SOURCE TEXT =
◇ ◇ ◇ ◇
These would allow better atmospheric correction and better differentiation of phytoplankton species, including HABs, and other in-water constituents in marine, coastal, estuarine and lake ecosystems than current multi-spectral instruments do. Hyper-spectral measurements would allow a range of new products, applications and services.
Does Ocean colour science, though fascinating, leave you space for pursuing your personal interests. You like travelling and meeting people from other cultures. What else gives you energy and a sense of fulfilment?
Family and friends mean a lot to me. Going to the gym after a long day at work is a great way for me to relax, refocus and gain energy. I enjoy keeping up with current affairs and popular science. I like archaeology, architecture, music, going to theatres and cinemas, and biking to get to know my region better.
I used to play bridge competitively, draw, and learn languages, but now I have little time to pursue these interests.
Ewa, what advice would you give to young professionals, and in particular women, who are interested in an international career such as yours?
◇ ◇ ◇ ◇
ASSIGNMENT = Please carry on the ocean colour interview from the point where it stops. The data that comes next has no connection to the ocean colour interview.

DATASET EXTRACT =
◇ ◇ ◇ ◇
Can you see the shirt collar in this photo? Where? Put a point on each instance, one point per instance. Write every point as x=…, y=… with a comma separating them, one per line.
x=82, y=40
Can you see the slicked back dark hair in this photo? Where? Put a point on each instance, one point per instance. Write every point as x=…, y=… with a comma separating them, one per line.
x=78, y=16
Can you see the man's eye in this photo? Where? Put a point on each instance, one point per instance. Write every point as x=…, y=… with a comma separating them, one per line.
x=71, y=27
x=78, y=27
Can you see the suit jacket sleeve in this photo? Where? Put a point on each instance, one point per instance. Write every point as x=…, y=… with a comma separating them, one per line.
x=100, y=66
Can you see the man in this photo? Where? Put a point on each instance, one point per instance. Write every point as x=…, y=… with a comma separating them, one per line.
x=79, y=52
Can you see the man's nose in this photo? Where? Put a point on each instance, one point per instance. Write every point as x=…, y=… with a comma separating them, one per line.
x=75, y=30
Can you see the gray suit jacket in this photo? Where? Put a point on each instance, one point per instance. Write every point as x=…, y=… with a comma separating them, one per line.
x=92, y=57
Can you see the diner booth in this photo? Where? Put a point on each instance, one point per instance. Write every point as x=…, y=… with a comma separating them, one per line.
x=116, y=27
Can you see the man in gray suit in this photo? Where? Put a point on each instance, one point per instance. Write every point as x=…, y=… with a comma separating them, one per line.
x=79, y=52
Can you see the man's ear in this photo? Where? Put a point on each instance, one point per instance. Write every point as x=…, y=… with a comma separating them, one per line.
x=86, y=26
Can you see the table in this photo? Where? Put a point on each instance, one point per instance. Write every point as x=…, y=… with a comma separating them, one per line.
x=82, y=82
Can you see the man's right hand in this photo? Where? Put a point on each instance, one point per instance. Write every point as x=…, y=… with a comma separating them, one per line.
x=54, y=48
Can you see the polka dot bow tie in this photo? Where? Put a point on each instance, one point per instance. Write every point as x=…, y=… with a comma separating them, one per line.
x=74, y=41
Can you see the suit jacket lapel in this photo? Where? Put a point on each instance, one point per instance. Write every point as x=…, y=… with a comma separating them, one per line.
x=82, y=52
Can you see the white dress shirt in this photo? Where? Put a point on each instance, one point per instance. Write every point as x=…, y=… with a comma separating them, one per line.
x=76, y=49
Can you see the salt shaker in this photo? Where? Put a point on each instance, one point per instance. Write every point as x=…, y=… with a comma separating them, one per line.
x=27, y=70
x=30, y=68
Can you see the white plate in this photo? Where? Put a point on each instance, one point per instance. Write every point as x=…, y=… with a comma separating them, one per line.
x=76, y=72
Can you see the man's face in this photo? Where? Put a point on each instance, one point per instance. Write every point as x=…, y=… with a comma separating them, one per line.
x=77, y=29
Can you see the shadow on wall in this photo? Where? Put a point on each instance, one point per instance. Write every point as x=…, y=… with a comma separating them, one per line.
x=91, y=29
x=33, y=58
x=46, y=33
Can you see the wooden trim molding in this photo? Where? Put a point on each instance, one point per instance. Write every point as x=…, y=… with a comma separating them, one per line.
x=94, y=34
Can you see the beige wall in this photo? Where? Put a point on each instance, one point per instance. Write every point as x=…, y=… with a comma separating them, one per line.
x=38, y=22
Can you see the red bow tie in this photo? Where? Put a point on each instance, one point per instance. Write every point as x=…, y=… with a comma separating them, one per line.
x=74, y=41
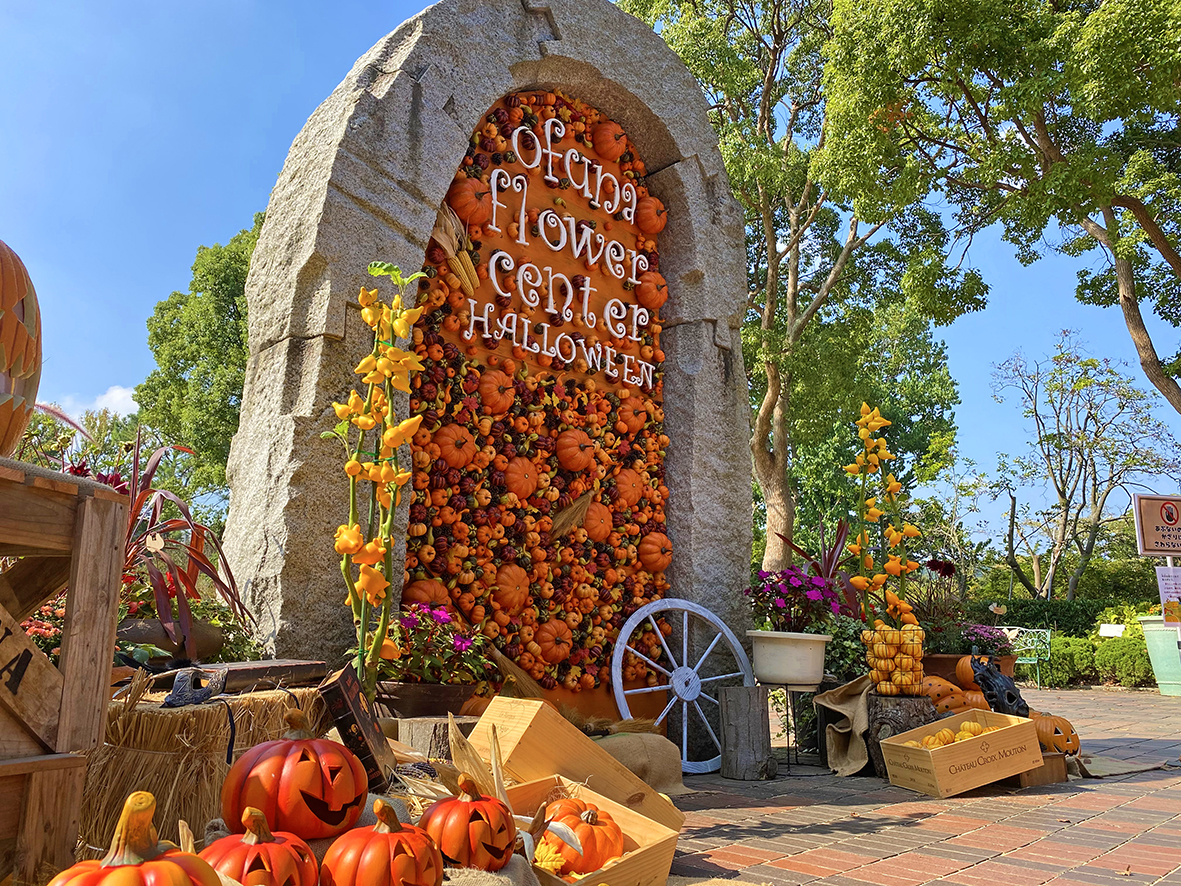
◇ ◇ ◇ ◇
FINAL ANSWER =
If I was advising young professionals, I would say the following:
- First build your professional network. Professional relations and cooperation with colleagues and the larger professional community in your discipline are always important and can help propel you through your career.
- Seize as many opportunities as you can and believe in your abilities to manage new challenges.
- Find a goal – something that excites you and in which you strongly believe. Do not worry if finding such a professional goal takes time. It may take you in totally different directions than you had originally intended, but finding a subject about which you are passionate is very important for professional accomplishment.
- Keep up your learning and branch out. Be aware of all the issues that affect your professional areas of interest.
- Remember that you will always find friends and your comfort zone wherever you are. In other locations, countries or on other continents, you can always make yourself feel at home.
Ewa, thank you for the interview and for introducing us to the fascinating world of ocean colour science. I wish you much success in your ocean colour data project, and in your endeavour to apply remote sensing science as well as your experience in the service of the Earth.
(6) European Space Agency (ESA)
(7) Global Earth Observation System of Systems (GEOSS)
(8) Global Climate Observing System (GCOS)
(9) United Nations Framework Convention on Climate Change (UNFCCC)
(10) Intergovernmental Panel on Climate Change (IPCC)
(11) Tempus programme
(13) EUMETSAT - the European Organisation for the Exploitation of Meteorological Satellites - is a global operational satellite agency at the heart of Europe.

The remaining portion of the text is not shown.